* WHAT YOU NEED TO DO *
A. In the interview excerpt, when did Gibson join Netflix, and in what role?
B. Can you repeat the records word for word, starting at the line that contains "Reviewer note: confirm that every instance of the small" and ending at the last line of the records?

* SOURCE PASSAGE *
Gibson: Sure. I want to back up. I want to nicely point out that I had lots of failures in my career.

Suzanne: Great.

Gibson: It's about 50/50, right? This is a creative industry, it's hard to be creative, it's hard to be right all the time, so yes, the things that you find in my LinkedIn profile, are the things I want to be remembered.

Suzanne: This is very helpful. A whole collective sigh of relief listening in.

Gibson: I want that to be felt. I talked about the first thing I ever built, selling 300 units when it cost $300,000 to build, that’s not a success. I did a startup called FamilyWonder.com, it was a place to go if you're looking for something fun to do with your kids or to buy. We actually had a positive outcome, but the company is very dead today. I actually tried to do a project for folks with dyslexia, it was a neuro science oriented thing, and discovered six months in that was not possible. The trick is forgetting all these failures.

All right, so Netflix. I joined in 2005 as VP of Product. There were a trail of dead bodies before I showed up. The average tenure in that role is about six months. I spent a lot of time understanding why. There was something north of a million subscribers. It was a DVD by mail service. In January of 2007 we launched streaming with 300 stinky titles that no one’s ever heard of.

Suzanne: They're still in the Canadian Netflix library.

Gibson: Yeah, probably. And then when I left, around 2010 it was approaching 20 million members. So rapid period of growth, streaming was well substantiated, and then the company was beginning to go international. And that gives you some insight into what I'm good at. I look for startups with a proof of concept that are ready to scale and then I help them to grow. And then at some point, I'm not the right person, I certainly would not have been the right person to take Netflix from 20 million members to 130 million, which is they are today. I have the good luck to have taken statistics in business school, but today I'm sure the product leaders in the building have got masters in statistics.

So my next startup was called Chegg, it's a textbook rental company. Same thing, it was startup with a proof of concept that was ready to scale and I scaled it and helped to take it public in 2013 and then stop working for direct deposit in 2015.

Suzanne: I want to go back, because you're probably well outside of NDA now so you can freely share why there were so many dead bodies piling up at Netflix when you joined all those moons ago.

Gibson: Oh you want to know-

Suzanne: Yeah, I mean I want to know because you talk about culture, right?

* MATERIAL PROVIDED *
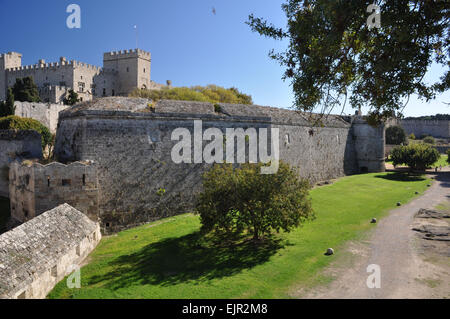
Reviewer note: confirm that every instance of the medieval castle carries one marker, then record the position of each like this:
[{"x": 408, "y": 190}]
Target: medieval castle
[
  {"x": 122, "y": 72},
  {"x": 114, "y": 167}
]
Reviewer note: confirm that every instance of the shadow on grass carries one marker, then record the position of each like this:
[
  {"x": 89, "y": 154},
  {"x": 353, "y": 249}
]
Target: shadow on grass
[
  {"x": 187, "y": 258},
  {"x": 402, "y": 177}
]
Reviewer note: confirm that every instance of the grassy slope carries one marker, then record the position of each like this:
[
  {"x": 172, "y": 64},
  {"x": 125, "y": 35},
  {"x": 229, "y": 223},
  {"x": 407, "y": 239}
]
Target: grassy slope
[
  {"x": 441, "y": 161},
  {"x": 163, "y": 259}
]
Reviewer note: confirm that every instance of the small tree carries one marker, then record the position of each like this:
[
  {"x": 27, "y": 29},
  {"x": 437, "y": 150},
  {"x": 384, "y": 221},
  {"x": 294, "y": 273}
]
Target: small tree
[
  {"x": 395, "y": 135},
  {"x": 7, "y": 108},
  {"x": 429, "y": 140},
  {"x": 241, "y": 200},
  {"x": 72, "y": 98},
  {"x": 25, "y": 90},
  {"x": 416, "y": 156}
]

* ANSWERS PER TASK *
A. He joined Netflix in 2005 as VP of Product.

B.
Reviewer note: confirm that every instance of the small tree carries one marker, then record the position of each like this:
[
  {"x": 27, "y": 29},
  {"x": 437, "y": 150},
  {"x": 384, "y": 221},
  {"x": 294, "y": 273}
]
Target: small tree
[
  {"x": 395, "y": 135},
  {"x": 7, "y": 108},
  {"x": 429, "y": 140},
  {"x": 241, "y": 200},
  {"x": 72, "y": 98},
  {"x": 25, "y": 90},
  {"x": 416, "y": 156}
]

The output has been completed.